### Set task
Output, as a numbered list with blank lines omitted, only the entries starting at the line containing "light blue socks" and ending at the line containing "x=561, y=276", with both of those lines included.

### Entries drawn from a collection
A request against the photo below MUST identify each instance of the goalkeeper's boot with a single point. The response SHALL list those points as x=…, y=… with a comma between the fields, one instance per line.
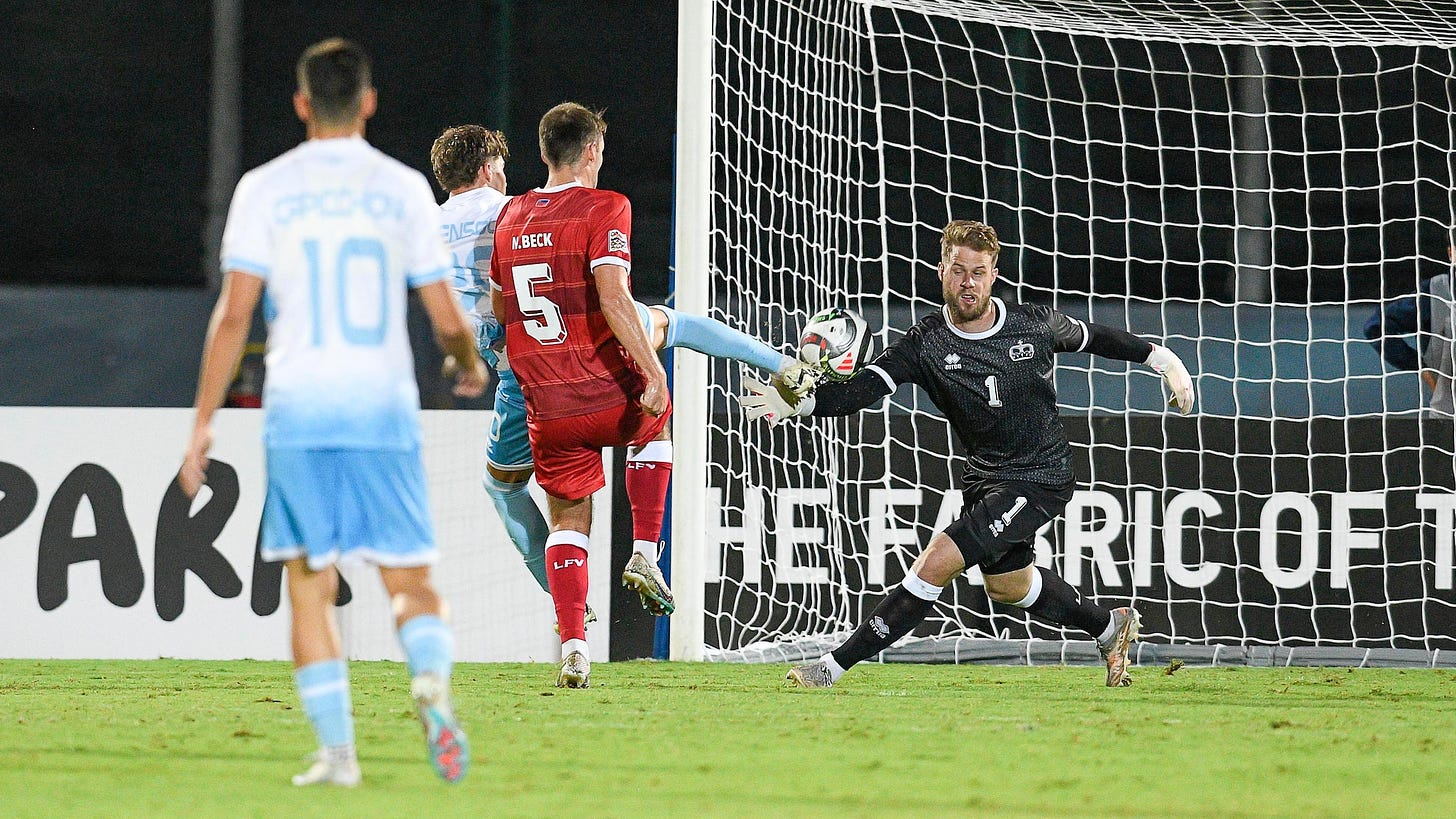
x=1126, y=624
x=797, y=381
x=644, y=577
x=588, y=620
x=575, y=672
x=810, y=675
x=331, y=767
x=446, y=743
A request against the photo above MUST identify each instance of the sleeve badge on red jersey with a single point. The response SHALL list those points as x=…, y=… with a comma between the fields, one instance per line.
x=616, y=242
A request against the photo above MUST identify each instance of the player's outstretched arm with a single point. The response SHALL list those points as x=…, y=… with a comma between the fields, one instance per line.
x=455, y=337
x=620, y=312
x=226, y=335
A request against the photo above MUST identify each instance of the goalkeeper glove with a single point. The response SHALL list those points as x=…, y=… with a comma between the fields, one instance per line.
x=768, y=401
x=1175, y=375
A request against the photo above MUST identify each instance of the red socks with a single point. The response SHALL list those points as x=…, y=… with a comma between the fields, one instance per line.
x=650, y=469
x=567, y=573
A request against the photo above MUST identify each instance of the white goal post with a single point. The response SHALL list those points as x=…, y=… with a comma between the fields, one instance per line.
x=1247, y=182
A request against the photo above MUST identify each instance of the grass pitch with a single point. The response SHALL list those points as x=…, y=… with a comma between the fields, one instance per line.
x=669, y=739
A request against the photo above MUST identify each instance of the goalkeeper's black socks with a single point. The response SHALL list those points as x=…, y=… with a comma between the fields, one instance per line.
x=891, y=620
x=1051, y=599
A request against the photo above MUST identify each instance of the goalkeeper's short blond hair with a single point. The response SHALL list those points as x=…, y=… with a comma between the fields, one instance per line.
x=966, y=233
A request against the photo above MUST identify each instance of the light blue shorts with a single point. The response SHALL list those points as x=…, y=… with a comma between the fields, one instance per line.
x=508, y=446
x=332, y=504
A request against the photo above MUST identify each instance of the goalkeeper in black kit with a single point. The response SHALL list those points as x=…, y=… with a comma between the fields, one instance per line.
x=987, y=366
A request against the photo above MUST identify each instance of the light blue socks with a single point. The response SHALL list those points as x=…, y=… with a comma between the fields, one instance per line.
x=325, y=691
x=523, y=522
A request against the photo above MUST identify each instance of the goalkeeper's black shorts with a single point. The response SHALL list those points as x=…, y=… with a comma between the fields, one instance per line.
x=999, y=522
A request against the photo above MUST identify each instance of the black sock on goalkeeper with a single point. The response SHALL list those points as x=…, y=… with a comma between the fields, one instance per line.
x=1051, y=599
x=891, y=620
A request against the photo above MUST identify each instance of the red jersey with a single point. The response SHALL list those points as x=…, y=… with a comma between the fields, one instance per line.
x=546, y=245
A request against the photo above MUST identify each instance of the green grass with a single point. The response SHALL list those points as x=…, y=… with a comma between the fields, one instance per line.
x=667, y=739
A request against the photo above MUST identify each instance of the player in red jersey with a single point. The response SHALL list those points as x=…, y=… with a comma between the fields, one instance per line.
x=561, y=276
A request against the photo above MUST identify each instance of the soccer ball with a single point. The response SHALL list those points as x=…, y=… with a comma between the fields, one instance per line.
x=837, y=341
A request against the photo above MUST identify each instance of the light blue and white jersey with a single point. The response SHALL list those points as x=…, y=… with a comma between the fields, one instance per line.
x=468, y=226
x=338, y=232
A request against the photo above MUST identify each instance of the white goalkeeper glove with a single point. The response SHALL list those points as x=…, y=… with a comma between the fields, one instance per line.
x=1175, y=375
x=768, y=401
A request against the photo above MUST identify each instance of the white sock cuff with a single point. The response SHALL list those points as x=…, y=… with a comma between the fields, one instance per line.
x=1031, y=593
x=568, y=538
x=920, y=589
x=655, y=451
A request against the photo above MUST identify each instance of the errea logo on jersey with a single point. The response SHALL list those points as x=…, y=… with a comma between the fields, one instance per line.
x=530, y=241
x=616, y=242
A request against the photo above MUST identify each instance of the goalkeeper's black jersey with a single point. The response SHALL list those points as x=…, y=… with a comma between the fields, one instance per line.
x=993, y=386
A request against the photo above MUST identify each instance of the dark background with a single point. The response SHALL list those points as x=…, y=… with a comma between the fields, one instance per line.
x=105, y=114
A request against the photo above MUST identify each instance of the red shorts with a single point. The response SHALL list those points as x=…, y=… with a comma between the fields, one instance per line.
x=568, y=451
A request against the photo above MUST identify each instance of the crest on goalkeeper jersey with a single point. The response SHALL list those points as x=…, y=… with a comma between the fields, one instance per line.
x=837, y=340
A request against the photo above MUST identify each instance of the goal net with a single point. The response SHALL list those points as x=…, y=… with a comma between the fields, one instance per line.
x=1242, y=181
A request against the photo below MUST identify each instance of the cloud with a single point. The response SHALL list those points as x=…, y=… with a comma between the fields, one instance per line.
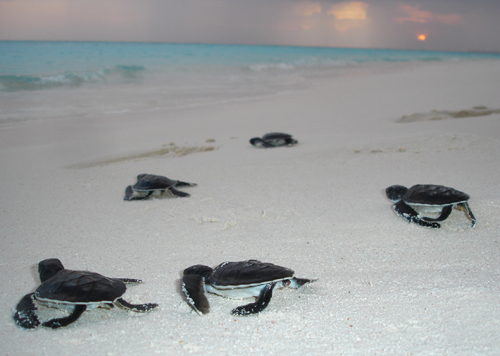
x=414, y=14
x=349, y=14
x=308, y=8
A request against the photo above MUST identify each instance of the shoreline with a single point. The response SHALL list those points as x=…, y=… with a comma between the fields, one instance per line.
x=385, y=286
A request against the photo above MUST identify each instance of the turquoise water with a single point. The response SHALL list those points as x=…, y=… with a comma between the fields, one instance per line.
x=40, y=65
x=75, y=80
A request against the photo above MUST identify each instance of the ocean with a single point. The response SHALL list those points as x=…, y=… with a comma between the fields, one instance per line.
x=70, y=80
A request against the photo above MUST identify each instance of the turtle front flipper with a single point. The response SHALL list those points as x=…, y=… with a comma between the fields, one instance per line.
x=132, y=194
x=61, y=322
x=296, y=283
x=261, y=303
x=185, y=184
x=443, y=216
x=465, y=206
x=130, y=280
x=193, y=287
x=410, y=215
x=141, y=308
x=25, y=315
x=178, y=193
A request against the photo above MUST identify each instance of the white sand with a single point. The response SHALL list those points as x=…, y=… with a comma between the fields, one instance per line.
x=385, y=286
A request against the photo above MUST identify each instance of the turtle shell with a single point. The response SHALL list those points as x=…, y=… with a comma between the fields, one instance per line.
x=248, y=273
x=275, y=136
x=80, y=287
x=148, y=182
x=430, y=194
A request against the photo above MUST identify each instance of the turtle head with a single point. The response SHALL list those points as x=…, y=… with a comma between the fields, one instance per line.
x=395, y=192
x=48, y=268
x=201, y=270
x=256, y=141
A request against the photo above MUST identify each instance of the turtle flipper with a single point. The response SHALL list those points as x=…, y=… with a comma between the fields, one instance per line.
x=129, y=192
x=296, y=283
x=178, y=193
x=60, y=322
x=259, y=305
x=443, y=216
x=410, y=215
x=465, y=206
x=132, y=194
x=141, y=308
x=193, y=287
x=25, y=315
x=185, y=184
x=130, y=280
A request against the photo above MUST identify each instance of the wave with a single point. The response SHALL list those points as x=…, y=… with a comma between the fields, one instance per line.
x=69, y=79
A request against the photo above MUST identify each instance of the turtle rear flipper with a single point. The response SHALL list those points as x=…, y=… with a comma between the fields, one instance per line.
x=411, y=215
x=193, y=287
x=135, y=307
x=465, y=206
x=443, y=216
x=60, y=322
x=261, y=303
x=25, y=315
x=178, y=193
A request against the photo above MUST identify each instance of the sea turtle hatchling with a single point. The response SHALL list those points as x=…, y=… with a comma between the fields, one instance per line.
x=273, y=139
x=150, y=184
x=75, y=291
x=237, y=280
x=428, y=198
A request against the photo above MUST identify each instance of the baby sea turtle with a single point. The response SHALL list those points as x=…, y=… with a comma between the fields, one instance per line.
x=273, y=139
x=237, y=280
x=428, y=198
x=149, y=184
x=75, y=291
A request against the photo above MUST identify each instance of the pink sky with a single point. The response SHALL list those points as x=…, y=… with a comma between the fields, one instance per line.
x=460, y=25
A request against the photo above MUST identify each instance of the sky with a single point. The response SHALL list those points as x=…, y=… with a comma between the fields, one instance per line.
x=449, y=25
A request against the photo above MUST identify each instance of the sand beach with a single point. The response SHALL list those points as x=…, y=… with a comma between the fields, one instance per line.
x=385, y=287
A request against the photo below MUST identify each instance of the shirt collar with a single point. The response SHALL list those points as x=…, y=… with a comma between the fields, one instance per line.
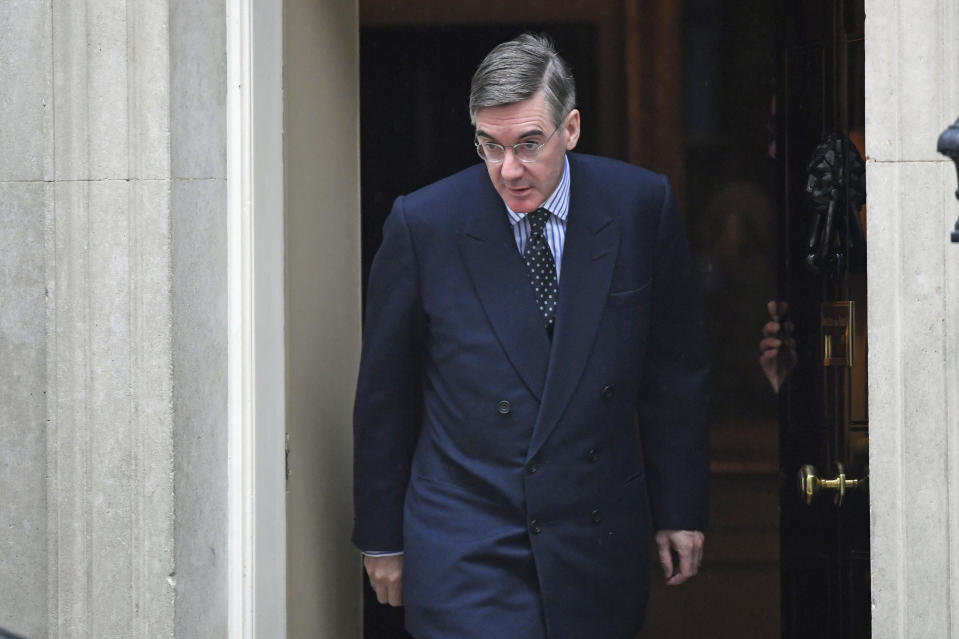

### Written response
1. A request against the photo above MUST identify each instance of the light blue socks with a single point. The response SHALL list those points as x=…, y=… with a comma between the fields, one instance per line.
2. x=325, y=691
3. x=523, y=522
4. A request against the photo above MUST identify each instance of the goalkeeper's black shorts with a single point. The response SHALL list those points as x=…, y=… with a comma between the fields, one instance per line.
5. x=999, y=522
6. A request against the photo above MUST identify each instance of the black sock on goalkeeper with a single point. The response SHALL list those points as x=…, y=… with a comma between the fields, one instance per line.
7. x=1051, y=599
8. x=891, y=620
9. A request against the photo above MUST identify each instance of the red jersey with a single point. The response SHALL list those points as x=…, y=… with a comma between the fields, one instance per line.
10. x=546, y=245
11. A request against the photo above MUST identify each instance of the green grass with a single point. The response SHALL list those points as x=…, y=… with a comma between the fields, one instance per line.
12. x=667, y=739
13. A request against the photo above MUST identify each instance of the player in red jersey with a single point. The response SHALL list those points as x=…, y=… with a comma between the fields, one instance per line.
14. x=561, y=276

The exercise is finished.